# [ACTIVITY]
Every line with the word "board" in it should be extracted from the data that follows.

# [EXERCISE MATERIAL]
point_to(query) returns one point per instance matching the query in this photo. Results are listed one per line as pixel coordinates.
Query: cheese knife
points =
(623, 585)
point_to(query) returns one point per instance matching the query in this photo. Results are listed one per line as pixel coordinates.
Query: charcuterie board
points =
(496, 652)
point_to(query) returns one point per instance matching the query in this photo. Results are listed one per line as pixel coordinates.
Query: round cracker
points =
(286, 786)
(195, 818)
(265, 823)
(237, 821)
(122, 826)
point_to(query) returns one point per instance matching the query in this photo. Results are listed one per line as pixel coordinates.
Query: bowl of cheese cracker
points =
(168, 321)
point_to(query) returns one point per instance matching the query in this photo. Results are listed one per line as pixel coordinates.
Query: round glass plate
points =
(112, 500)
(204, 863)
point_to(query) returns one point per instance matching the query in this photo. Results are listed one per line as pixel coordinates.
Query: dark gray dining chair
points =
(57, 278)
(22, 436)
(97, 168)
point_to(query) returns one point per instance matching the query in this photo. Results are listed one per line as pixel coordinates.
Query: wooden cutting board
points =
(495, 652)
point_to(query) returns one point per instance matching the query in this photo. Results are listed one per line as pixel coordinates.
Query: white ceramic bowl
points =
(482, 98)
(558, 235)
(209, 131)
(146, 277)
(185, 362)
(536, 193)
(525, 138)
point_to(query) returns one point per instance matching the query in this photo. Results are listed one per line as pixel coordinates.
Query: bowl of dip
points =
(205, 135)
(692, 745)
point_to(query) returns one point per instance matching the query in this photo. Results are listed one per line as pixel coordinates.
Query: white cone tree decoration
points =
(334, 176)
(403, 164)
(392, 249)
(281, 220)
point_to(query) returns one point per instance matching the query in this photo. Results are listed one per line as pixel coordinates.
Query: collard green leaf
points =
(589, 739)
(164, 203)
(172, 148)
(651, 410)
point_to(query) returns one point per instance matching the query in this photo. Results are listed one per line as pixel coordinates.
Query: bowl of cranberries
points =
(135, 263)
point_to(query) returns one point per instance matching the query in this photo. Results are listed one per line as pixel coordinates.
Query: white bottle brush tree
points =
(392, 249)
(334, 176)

# [FINAL ANSWER]
Query: charcuterie board
Query: wooden cutting board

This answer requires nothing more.